((
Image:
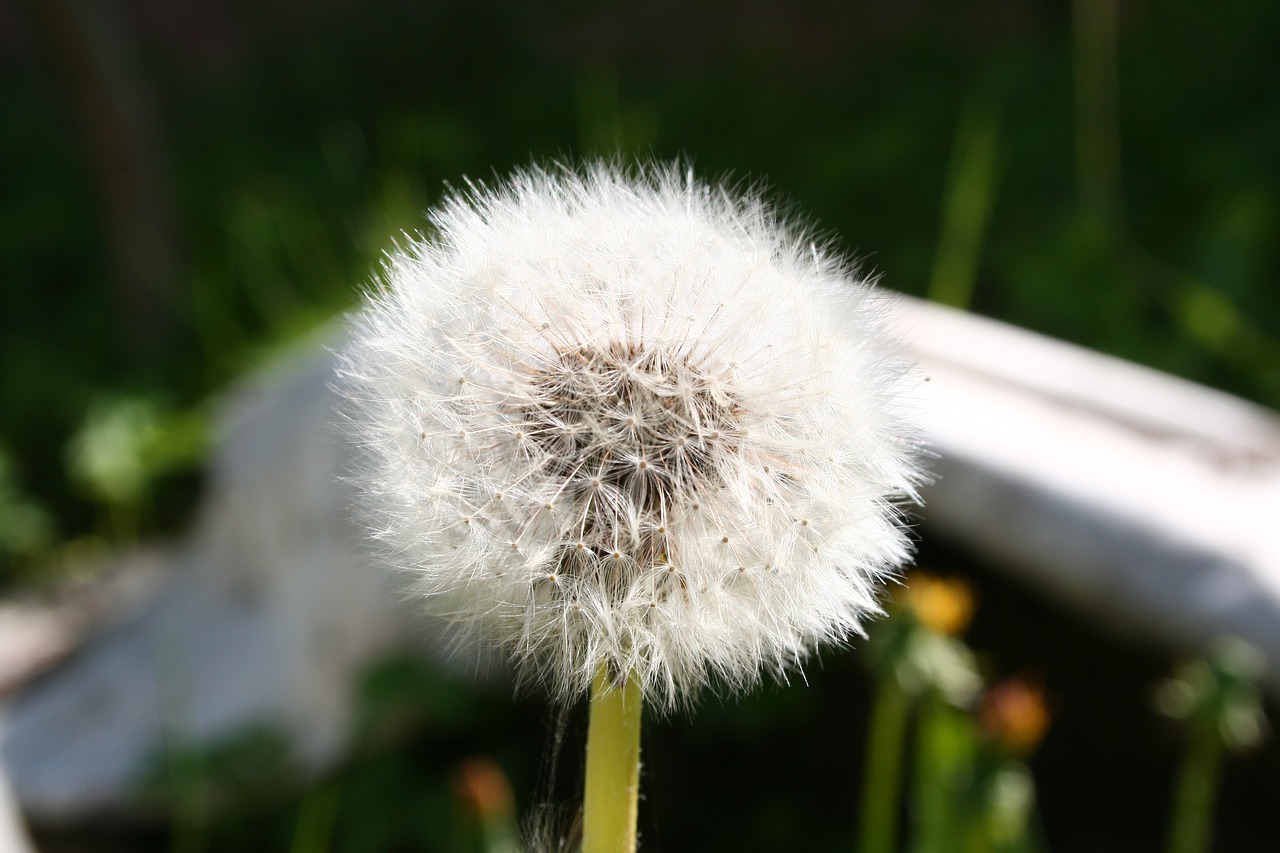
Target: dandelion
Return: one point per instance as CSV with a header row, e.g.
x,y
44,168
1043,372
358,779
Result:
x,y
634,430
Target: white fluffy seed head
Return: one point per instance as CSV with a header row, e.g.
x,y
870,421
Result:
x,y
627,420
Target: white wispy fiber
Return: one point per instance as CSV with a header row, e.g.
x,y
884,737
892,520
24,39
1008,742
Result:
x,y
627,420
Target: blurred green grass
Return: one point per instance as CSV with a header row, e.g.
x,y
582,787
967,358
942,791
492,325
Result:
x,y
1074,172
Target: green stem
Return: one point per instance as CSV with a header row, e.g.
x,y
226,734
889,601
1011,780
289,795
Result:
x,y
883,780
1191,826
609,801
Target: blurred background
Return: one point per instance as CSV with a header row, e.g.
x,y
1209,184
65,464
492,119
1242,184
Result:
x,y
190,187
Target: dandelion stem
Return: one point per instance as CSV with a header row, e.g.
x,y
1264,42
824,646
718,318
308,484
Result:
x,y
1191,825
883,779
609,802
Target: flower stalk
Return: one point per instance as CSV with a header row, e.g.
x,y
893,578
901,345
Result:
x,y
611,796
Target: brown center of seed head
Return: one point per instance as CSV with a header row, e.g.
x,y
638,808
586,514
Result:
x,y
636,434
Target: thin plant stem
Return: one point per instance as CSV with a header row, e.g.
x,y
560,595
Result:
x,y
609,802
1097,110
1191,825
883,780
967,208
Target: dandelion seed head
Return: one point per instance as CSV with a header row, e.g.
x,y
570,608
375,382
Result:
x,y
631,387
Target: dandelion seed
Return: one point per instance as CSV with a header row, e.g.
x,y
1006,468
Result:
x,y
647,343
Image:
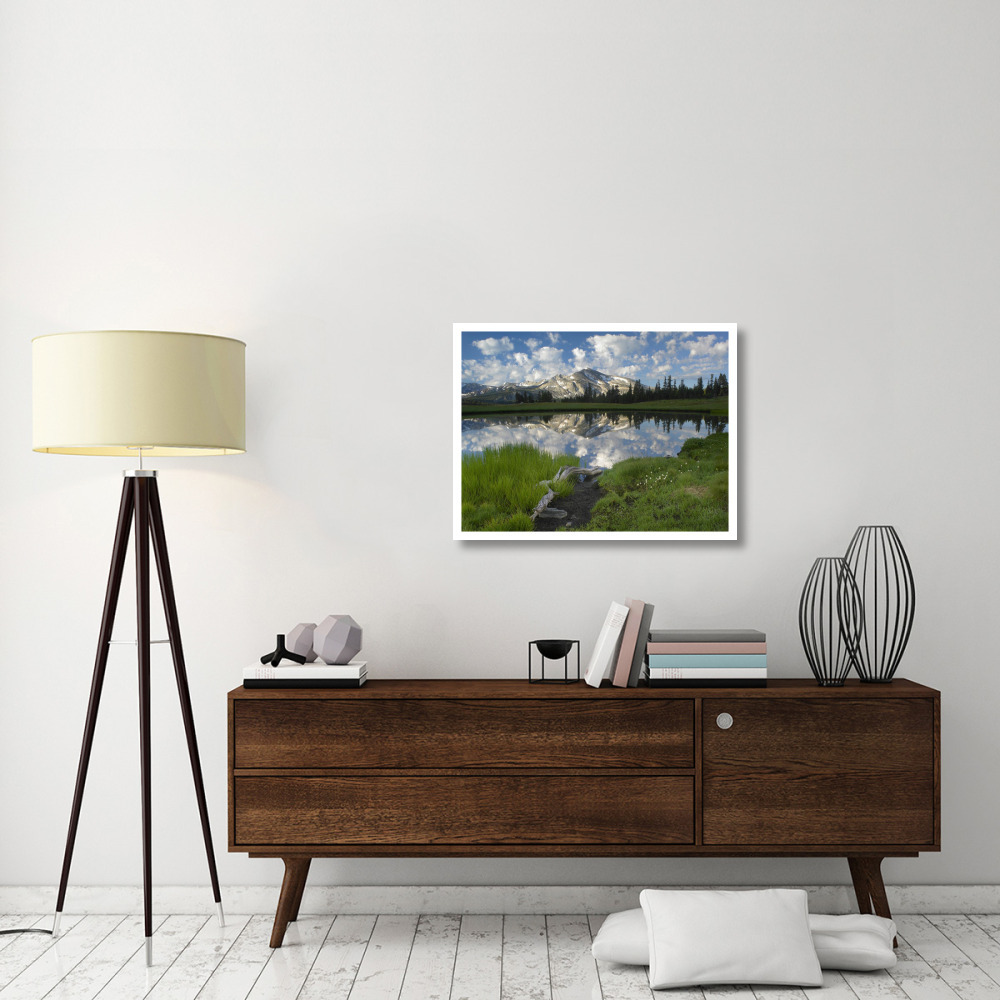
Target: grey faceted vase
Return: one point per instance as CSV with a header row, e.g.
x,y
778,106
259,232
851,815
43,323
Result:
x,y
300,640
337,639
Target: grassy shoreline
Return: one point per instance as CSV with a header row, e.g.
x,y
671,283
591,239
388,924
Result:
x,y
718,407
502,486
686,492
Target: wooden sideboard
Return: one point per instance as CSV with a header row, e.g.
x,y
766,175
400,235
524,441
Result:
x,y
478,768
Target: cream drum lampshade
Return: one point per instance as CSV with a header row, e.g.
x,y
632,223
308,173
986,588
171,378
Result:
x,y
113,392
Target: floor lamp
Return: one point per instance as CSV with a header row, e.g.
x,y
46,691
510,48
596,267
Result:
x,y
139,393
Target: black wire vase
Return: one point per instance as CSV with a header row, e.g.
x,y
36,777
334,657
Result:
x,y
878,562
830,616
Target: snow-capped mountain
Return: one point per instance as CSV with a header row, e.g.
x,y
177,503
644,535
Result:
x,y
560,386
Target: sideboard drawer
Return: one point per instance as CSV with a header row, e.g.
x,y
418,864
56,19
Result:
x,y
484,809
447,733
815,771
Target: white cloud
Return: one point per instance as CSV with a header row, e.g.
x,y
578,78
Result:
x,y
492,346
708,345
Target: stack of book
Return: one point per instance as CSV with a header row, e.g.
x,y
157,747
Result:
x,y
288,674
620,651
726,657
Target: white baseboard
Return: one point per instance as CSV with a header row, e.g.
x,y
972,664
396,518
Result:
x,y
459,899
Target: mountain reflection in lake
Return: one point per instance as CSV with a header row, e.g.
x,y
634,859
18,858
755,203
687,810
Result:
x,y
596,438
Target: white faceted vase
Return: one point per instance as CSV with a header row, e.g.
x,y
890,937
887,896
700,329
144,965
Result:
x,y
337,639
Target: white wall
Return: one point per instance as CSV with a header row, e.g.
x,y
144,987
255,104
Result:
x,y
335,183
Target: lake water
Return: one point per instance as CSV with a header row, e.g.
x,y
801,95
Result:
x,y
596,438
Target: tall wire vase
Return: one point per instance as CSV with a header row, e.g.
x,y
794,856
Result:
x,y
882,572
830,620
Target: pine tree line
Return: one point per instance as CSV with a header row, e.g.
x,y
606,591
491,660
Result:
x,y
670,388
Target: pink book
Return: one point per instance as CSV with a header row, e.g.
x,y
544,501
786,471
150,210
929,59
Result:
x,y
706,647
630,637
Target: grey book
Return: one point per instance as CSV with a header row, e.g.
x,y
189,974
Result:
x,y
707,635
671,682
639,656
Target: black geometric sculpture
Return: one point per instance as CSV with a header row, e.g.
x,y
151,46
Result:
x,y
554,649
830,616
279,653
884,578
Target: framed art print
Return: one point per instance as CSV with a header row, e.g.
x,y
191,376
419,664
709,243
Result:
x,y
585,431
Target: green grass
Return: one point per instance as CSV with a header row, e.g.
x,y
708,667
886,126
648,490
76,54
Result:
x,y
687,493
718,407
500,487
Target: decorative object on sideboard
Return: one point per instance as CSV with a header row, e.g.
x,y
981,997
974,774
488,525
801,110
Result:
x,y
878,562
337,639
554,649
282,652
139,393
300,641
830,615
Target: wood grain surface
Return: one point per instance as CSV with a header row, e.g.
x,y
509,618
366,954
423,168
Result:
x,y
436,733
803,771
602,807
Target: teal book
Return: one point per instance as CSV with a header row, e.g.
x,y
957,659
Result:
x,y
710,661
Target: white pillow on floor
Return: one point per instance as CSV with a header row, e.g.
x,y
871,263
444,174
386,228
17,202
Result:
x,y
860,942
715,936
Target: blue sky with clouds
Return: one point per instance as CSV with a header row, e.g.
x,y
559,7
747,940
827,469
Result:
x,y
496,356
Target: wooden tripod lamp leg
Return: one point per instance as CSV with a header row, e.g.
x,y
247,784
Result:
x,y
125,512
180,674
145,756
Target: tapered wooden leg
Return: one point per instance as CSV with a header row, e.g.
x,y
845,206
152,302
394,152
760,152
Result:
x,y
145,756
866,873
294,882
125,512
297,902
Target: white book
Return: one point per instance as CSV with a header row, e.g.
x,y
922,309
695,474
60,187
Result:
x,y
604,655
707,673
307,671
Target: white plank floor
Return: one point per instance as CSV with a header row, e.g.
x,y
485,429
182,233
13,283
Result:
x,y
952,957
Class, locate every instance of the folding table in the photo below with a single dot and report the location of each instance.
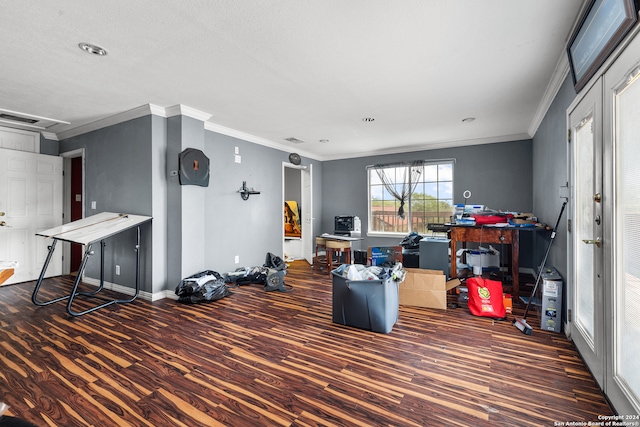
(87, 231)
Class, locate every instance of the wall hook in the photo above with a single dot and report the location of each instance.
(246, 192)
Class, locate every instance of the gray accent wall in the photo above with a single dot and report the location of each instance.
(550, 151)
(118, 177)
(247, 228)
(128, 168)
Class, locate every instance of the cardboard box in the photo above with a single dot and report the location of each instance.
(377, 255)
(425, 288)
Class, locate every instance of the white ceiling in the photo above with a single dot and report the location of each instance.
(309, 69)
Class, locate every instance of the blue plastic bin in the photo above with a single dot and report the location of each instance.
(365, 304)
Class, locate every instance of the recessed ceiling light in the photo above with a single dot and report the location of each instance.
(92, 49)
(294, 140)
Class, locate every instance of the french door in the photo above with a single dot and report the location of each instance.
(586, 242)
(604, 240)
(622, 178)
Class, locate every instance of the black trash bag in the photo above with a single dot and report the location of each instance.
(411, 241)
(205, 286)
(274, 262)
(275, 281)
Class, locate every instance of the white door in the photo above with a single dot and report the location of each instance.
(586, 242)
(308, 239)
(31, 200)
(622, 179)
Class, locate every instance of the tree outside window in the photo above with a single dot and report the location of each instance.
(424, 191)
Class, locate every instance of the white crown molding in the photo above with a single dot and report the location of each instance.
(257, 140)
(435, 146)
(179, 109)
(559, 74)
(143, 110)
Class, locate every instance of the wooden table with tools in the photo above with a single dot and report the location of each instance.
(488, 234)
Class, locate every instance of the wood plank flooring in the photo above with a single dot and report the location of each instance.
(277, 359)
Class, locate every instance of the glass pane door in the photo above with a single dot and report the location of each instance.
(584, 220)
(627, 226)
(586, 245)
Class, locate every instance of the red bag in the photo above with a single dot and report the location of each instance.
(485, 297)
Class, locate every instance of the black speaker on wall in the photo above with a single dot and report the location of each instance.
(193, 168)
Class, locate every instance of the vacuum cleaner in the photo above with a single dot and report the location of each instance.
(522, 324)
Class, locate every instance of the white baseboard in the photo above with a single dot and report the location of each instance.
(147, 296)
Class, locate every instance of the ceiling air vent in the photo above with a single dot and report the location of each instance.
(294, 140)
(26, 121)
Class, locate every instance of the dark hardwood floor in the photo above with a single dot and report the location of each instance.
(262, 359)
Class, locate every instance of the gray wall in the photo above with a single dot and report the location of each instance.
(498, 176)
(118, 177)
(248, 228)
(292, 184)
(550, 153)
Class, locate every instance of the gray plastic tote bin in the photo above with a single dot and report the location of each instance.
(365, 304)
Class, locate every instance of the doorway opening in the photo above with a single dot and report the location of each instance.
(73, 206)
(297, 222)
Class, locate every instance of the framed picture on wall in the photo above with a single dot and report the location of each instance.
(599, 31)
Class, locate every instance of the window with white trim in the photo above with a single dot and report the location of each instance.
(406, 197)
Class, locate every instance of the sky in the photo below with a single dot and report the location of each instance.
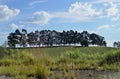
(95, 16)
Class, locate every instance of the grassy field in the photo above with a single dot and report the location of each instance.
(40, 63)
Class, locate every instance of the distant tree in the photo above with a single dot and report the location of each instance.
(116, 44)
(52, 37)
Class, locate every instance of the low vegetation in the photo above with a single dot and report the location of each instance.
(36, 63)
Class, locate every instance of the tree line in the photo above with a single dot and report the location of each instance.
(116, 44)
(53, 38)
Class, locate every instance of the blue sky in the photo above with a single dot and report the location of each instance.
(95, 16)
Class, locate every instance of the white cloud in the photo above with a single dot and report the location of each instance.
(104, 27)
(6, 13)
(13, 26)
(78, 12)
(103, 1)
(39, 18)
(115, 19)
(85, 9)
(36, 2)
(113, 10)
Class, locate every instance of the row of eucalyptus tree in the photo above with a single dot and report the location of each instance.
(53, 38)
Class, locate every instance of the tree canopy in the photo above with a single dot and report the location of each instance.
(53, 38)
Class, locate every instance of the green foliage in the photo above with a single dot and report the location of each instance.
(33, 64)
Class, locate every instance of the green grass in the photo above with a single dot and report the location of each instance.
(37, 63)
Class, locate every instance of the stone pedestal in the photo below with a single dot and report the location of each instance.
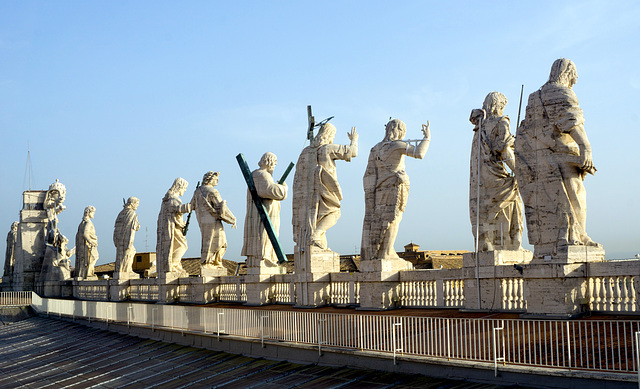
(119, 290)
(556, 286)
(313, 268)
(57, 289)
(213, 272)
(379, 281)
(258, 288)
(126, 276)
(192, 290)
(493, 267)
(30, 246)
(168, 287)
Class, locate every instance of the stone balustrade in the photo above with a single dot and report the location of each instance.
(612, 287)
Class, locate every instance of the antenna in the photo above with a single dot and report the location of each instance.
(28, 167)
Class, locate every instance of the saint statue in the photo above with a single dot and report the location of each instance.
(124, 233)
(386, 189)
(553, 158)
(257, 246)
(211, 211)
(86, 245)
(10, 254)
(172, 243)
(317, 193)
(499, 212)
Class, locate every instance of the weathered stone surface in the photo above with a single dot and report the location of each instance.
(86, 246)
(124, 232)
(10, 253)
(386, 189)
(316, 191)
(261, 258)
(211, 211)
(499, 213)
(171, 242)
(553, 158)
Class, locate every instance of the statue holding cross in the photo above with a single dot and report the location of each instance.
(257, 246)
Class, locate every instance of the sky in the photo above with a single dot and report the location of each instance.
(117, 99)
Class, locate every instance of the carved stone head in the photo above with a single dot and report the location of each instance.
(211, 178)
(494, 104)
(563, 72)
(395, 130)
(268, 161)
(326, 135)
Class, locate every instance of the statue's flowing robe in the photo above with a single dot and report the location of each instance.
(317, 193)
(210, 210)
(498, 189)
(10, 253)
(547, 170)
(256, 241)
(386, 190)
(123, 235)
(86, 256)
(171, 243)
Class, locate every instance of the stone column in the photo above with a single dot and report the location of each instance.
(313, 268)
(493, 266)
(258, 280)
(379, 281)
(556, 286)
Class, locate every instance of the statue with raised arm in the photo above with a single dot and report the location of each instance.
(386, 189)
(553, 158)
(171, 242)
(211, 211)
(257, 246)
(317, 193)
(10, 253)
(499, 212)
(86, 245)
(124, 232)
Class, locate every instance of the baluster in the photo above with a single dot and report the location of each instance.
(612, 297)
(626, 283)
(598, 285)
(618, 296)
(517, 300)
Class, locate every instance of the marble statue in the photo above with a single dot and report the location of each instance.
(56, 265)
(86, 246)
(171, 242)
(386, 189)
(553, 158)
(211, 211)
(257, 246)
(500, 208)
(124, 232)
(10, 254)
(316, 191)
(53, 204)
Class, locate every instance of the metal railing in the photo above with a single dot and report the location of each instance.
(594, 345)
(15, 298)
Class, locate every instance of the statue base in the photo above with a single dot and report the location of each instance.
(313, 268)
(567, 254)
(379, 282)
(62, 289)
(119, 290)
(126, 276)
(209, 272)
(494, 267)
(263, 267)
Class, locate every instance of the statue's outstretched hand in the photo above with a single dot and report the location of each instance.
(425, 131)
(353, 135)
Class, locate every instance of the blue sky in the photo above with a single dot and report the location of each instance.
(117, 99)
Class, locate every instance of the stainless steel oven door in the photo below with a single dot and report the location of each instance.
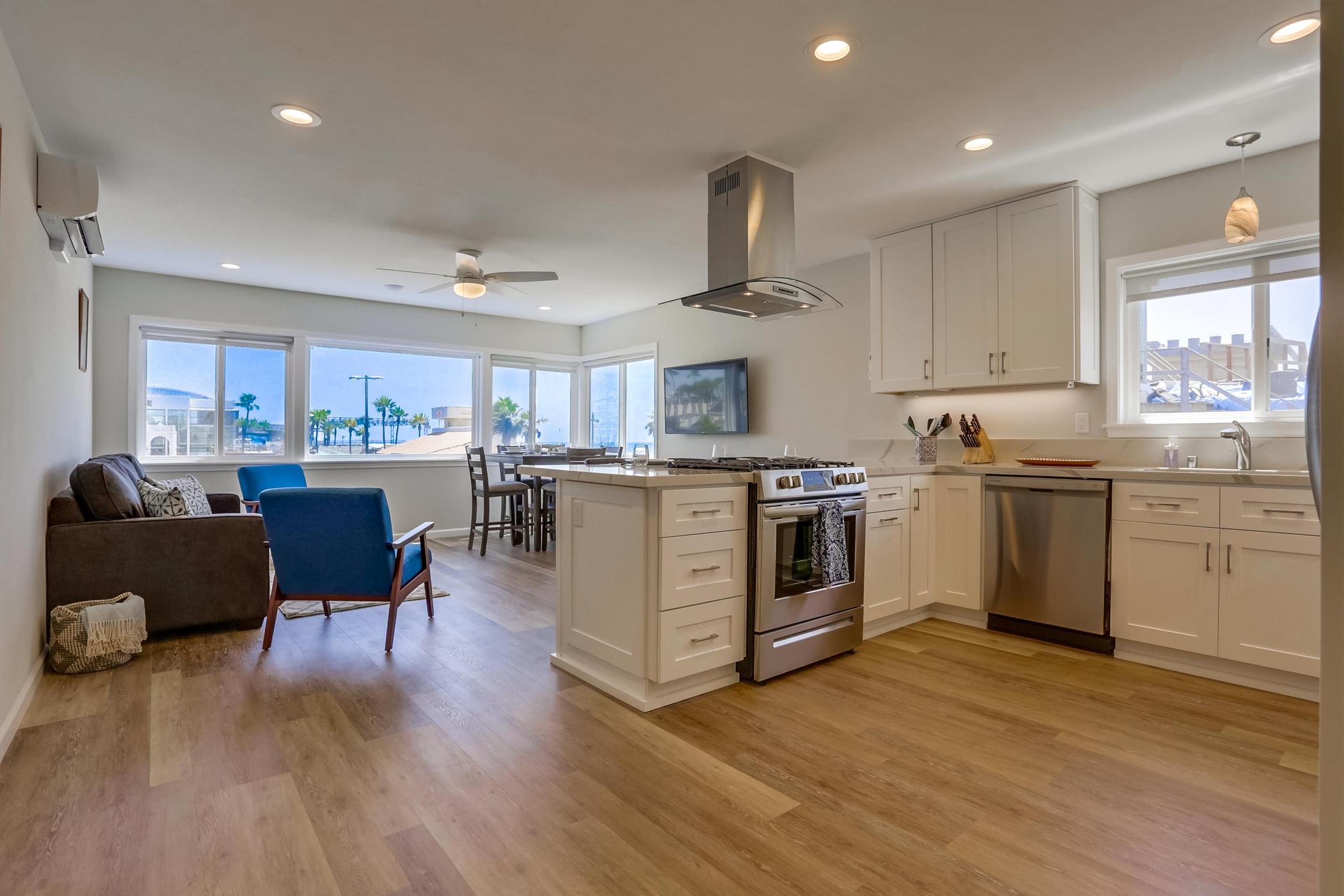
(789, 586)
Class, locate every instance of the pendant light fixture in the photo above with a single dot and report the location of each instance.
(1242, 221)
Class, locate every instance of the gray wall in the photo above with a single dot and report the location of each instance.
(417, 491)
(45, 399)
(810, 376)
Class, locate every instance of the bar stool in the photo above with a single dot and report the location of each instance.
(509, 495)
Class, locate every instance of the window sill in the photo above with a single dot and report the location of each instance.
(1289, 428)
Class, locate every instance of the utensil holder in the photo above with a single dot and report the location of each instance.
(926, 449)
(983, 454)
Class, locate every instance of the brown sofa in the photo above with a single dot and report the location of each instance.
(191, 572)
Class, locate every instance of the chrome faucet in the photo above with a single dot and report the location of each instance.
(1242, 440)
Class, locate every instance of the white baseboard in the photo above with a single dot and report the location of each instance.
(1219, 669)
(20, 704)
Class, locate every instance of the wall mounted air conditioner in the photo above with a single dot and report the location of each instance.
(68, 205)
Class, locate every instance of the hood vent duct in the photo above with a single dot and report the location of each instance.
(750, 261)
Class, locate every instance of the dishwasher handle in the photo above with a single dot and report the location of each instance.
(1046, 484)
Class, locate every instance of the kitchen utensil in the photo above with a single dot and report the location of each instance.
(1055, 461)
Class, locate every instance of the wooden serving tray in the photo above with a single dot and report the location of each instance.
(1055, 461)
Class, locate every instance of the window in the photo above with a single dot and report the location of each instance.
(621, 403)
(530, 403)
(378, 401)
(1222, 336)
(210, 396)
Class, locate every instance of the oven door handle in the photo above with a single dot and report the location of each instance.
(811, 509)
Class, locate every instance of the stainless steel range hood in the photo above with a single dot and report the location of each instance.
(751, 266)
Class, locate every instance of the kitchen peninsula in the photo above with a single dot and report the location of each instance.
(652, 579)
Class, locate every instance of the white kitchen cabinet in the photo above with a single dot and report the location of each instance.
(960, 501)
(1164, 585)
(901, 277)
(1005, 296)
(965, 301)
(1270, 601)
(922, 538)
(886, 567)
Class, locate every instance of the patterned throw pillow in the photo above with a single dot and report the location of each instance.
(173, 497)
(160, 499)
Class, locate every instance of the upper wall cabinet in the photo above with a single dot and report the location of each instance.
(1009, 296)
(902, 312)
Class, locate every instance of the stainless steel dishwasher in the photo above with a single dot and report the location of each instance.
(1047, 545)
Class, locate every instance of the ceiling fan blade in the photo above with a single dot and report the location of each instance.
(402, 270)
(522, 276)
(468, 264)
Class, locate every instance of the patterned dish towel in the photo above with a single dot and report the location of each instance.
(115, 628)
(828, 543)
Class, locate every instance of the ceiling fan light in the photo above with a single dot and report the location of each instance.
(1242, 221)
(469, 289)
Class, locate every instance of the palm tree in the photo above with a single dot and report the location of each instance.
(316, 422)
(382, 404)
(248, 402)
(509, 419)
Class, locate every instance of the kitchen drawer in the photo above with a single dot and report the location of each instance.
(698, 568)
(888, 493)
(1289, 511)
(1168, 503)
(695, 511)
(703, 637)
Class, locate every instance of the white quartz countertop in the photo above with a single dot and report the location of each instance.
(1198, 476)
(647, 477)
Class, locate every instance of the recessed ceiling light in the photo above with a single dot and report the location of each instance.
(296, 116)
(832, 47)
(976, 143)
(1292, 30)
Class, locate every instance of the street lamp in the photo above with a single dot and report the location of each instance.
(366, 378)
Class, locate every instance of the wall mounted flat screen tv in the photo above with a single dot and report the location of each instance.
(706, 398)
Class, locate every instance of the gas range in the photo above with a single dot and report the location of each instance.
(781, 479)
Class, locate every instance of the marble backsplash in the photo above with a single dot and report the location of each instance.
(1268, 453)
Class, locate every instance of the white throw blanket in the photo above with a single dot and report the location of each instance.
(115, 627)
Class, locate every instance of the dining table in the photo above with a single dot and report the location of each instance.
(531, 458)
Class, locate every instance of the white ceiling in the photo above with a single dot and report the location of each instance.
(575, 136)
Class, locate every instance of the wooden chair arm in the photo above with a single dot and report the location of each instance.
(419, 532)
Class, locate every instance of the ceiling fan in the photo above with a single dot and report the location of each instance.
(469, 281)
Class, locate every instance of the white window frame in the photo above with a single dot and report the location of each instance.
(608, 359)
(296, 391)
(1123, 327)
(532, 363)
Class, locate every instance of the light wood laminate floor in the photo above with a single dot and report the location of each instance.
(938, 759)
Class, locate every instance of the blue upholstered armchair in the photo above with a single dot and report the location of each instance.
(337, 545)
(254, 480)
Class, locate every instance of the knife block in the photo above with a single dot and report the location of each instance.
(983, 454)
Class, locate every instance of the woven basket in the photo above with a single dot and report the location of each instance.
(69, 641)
))
Directions for this task: Send back exactly the lines from the line with "Class, locate every instance of the dining" through the end of the records.

Exercise result:
Class, locate every instance of the dining table in the photo above with a single dot and report the location of each instance.
(531, 458)
Class, locate every instance of the white ceiling in the photo above with a single dot and report the location of each instance.
(575, 136)
Class, locate every instance of the wooden chair arm in the photo above with a single dot and report the location of each instance.
(419, 532)
Class, locate every instance of the ceiling fan in the photo above with a single dot and report the location of each instance.
(469, 281)
Class, locate every instance of the white window frame in the photo above with a single dot and report the location of each instance.
(608, 359)
(296, 391)
(1123, 327)
(532, 363)
Class, locate every instance of the light wood laminate floor in the photo above with a single dot and report the location of each instance.
(938, 759)
Class, locate every instance of the blue upholstered armchair in the photo above with a single dot and report the location of each instance.
(337, 545)
(254, 480)
Class, locate every instance of the knife block in the photo above with a single dot and report the location of each instance.
(983, 454)
Class, locate every instance of the woven basket in the photo above with a single dot and report the location of each instance.
(69, 641)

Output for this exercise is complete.